------ Selection

The primary culprit was usually the weather. France might have had 90 different agricultural markets separated by slow transportation, but bad weather crossed market boundaries that wagons rarely did. The summer of 1828 saw crops damaged by drenching summer rains; in 1829 it was autumn rains that did the damage. And any hopes farmers might have had for a recovery in 1830 were battered when the winter of 1829-30 saw frigid weather that destroyed stockpiled potatoes and wheat.44

Bad harvests thus hurt in two ways. First, they hurt farmers directly by reducing the harvest they needed to eat. Then, by the laws of supply and demand, bad harvests led the price of what food was available to skyrocket. So a farmer hoping to supplement his own shortfall by buying food found his precious stockpile of cash didn’t go as far as it used to. In eastern France, wheat prices went from under 17 francs per hectolitre in 1826 to more than 21 francs in 1830, a 26 percent increase. Every market was different, but prices went up around the country, and the biggest price increases happened in the most isolated areas.45 This wasn’t a coincidence — prices rose even more than simple supply and demand would suggest, because fear of famine lead to hoarding, where those who could bought up all the food they could afford, to either eat themselves, or with the idea of re-selling it when prices rose even higher.46

Above: Average wheat prices in France in the 1830s, francs per hectolitre. Wheat was most expensive in the southeast and cheapest in north-central France, which was a major wheat-growing area. From Hugh Clout, Agriculture in France on the Eve of the Railway Age, 127. Used with permission.

------------
------ Supplied data

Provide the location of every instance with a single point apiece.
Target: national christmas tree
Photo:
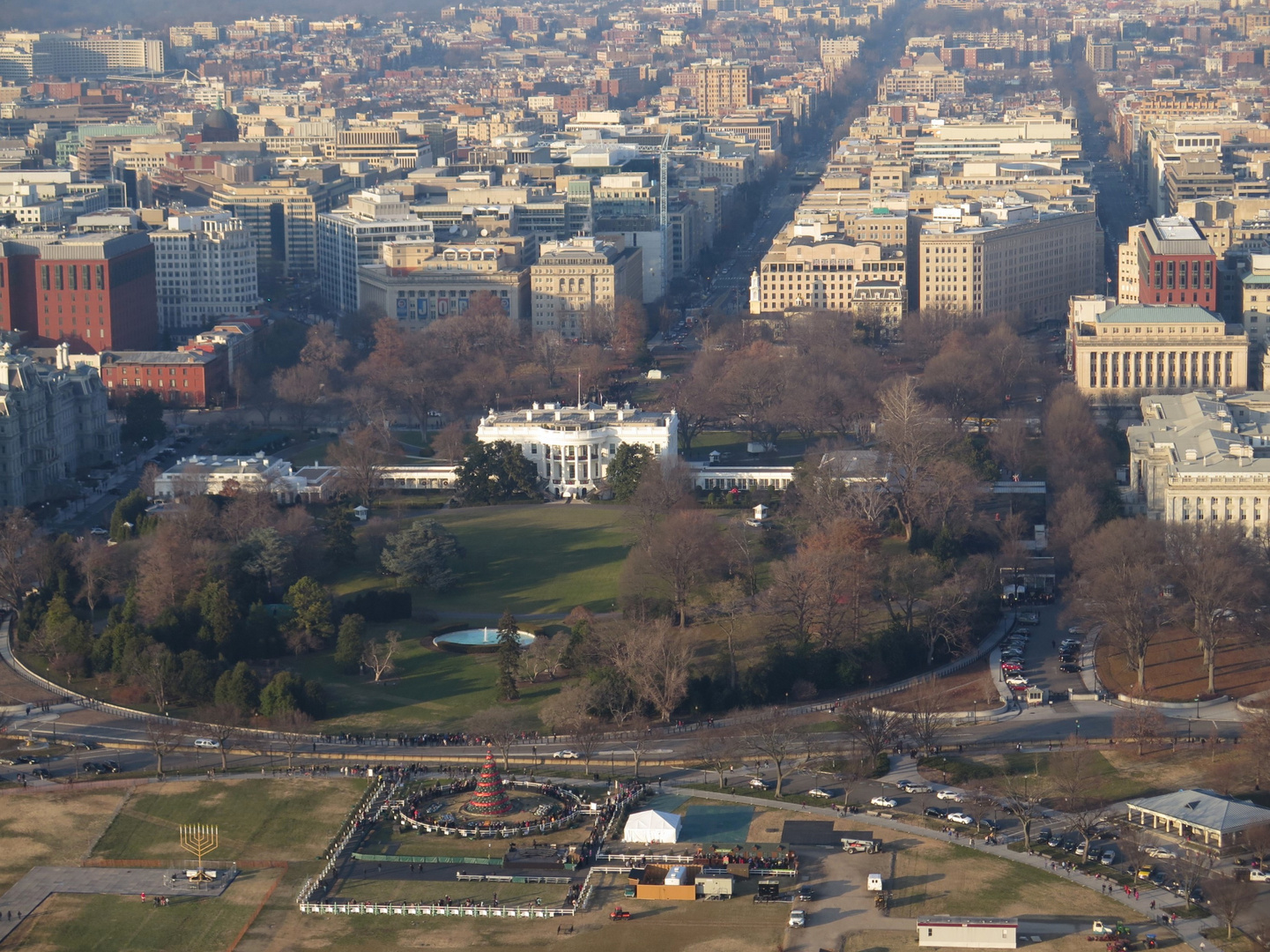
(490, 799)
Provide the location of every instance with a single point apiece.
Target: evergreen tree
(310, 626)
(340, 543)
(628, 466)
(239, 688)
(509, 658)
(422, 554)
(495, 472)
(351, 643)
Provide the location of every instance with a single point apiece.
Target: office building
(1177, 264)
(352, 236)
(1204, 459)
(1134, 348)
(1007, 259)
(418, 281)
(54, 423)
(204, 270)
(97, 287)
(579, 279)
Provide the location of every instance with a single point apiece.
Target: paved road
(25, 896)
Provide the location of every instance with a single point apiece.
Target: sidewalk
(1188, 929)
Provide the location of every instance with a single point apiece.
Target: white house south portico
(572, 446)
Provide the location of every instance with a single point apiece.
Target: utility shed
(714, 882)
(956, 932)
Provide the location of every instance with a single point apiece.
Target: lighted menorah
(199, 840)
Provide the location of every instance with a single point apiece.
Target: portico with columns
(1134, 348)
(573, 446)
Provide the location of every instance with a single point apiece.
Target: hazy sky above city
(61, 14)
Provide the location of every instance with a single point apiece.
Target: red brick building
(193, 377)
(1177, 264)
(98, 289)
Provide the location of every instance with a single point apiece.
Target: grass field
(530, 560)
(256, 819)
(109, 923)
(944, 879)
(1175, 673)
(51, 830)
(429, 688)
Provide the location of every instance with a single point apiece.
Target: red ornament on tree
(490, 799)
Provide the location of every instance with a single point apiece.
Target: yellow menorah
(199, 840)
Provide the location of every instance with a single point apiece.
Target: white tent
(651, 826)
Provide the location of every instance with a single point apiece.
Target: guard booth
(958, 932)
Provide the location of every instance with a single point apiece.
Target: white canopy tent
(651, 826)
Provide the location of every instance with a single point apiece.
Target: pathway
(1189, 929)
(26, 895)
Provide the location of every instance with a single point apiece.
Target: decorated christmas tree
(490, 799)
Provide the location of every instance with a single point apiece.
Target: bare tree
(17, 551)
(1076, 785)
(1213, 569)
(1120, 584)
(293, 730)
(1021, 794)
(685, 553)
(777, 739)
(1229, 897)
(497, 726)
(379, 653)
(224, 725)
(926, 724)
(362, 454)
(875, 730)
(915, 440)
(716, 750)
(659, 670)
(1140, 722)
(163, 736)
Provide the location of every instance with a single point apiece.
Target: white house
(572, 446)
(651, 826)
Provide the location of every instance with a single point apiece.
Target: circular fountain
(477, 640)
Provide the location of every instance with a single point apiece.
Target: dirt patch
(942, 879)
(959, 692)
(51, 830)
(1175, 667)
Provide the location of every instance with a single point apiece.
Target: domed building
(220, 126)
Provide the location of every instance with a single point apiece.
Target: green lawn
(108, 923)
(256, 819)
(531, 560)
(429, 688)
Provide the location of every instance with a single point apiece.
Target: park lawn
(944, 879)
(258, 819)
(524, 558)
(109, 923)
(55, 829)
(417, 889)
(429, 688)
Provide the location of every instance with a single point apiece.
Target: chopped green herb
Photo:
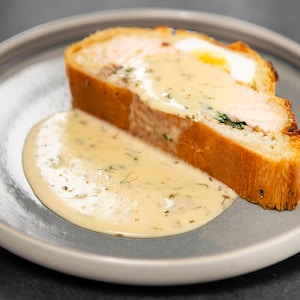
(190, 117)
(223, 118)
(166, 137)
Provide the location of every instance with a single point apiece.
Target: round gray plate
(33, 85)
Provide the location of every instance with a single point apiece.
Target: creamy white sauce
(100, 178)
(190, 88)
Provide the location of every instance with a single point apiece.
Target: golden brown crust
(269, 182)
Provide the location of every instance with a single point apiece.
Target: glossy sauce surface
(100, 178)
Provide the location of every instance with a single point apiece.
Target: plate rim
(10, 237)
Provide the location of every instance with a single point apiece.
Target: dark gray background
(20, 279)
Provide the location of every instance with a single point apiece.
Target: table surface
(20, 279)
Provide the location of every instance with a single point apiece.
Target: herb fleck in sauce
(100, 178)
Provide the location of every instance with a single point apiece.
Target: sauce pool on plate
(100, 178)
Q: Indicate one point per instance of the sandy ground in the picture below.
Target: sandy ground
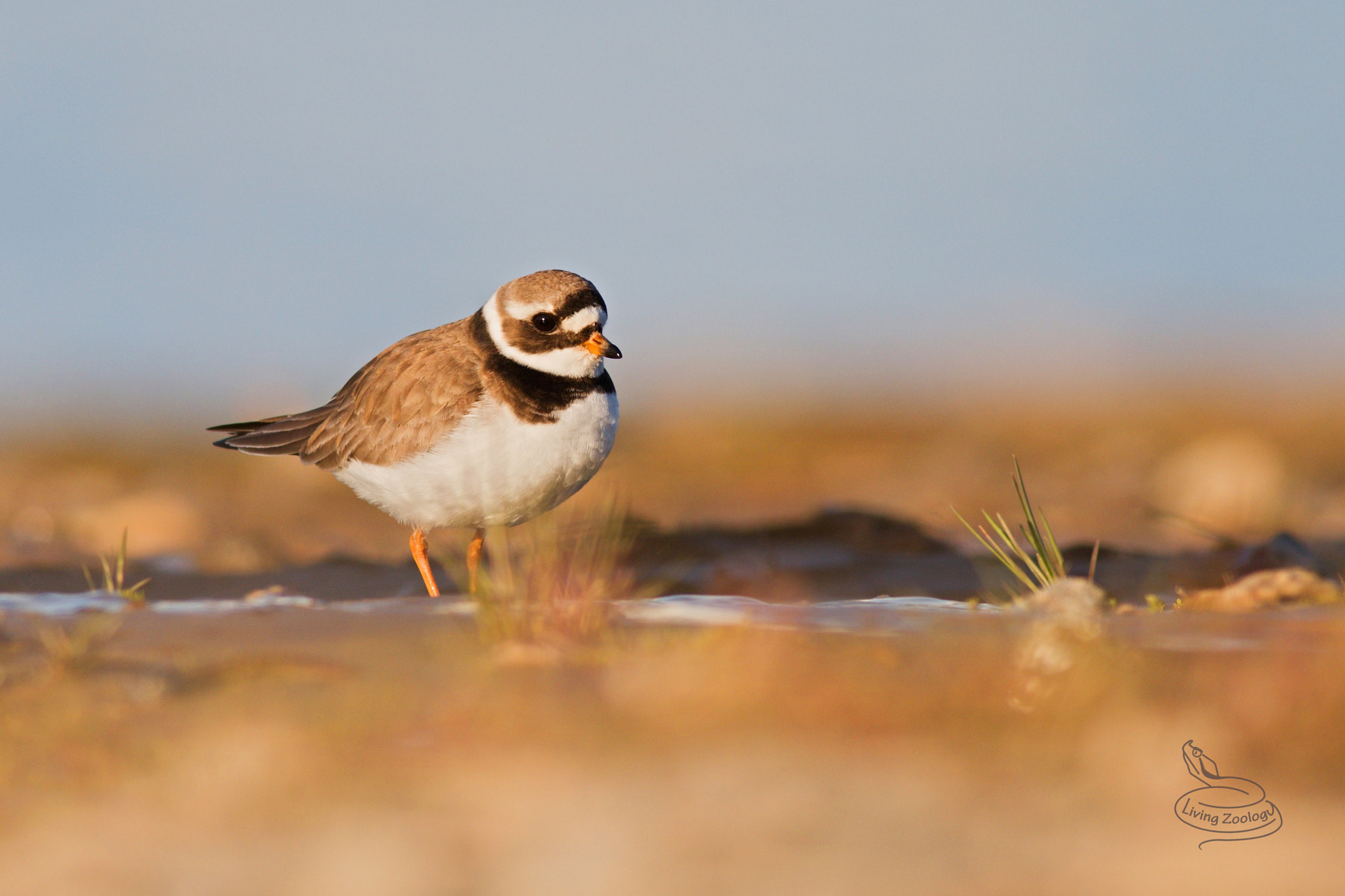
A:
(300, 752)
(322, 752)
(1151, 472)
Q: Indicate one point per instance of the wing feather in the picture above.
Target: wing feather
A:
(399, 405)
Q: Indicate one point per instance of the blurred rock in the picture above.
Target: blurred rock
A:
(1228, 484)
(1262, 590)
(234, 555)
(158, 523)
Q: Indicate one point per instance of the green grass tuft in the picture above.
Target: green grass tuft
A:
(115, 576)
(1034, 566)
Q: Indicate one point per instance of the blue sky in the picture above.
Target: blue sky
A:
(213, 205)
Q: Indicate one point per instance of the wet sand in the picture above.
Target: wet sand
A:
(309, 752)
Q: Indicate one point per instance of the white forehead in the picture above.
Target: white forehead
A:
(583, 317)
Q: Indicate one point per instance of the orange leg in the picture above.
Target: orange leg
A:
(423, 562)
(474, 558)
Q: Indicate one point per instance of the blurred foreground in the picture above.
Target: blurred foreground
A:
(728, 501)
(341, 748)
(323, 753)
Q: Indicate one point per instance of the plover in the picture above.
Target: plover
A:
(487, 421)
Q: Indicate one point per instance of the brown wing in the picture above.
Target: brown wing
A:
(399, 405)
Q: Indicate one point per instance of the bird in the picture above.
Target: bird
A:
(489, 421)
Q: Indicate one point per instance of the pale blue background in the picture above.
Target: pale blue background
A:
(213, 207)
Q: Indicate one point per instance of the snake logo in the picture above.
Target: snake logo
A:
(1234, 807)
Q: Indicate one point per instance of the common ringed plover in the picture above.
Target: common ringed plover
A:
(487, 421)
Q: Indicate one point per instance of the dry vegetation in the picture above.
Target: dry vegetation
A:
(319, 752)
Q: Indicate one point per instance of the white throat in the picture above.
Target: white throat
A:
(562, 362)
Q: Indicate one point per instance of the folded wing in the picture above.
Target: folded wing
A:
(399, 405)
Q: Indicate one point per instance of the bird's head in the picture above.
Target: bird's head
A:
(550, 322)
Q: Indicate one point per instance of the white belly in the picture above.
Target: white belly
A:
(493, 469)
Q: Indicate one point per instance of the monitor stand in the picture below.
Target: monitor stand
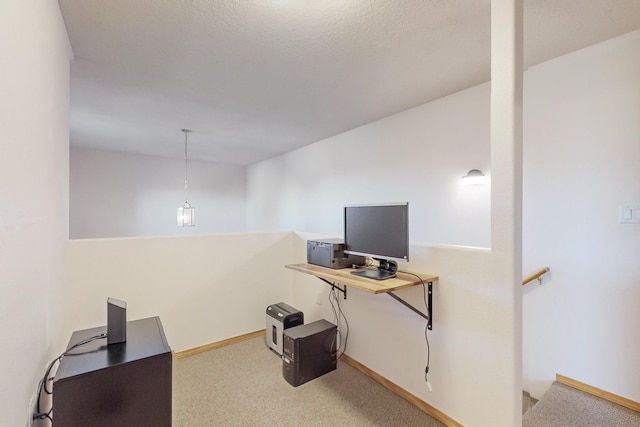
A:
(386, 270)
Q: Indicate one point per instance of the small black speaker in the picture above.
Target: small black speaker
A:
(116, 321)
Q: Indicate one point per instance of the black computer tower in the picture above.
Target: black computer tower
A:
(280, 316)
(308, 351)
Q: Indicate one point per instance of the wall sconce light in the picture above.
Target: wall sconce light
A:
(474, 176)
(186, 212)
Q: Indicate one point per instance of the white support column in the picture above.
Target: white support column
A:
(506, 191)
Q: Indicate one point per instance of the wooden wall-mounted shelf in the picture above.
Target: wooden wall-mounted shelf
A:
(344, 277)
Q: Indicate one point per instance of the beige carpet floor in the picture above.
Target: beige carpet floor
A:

------------

■ **Given task**:
Answer from the passage on French harvests:
(a) What damaged crops in the summer of 1828?
(b) By what percentage did wheat prices in eastern France rise between 1826 and 1830?
(c) Which part of France had the cheapest wheat?
The lines are separate material, apart from the passage on French harvests.

■ **Response for this exercise**:
(a) Drenching summer rains.
(b) 26 percent.
(c) North-central France.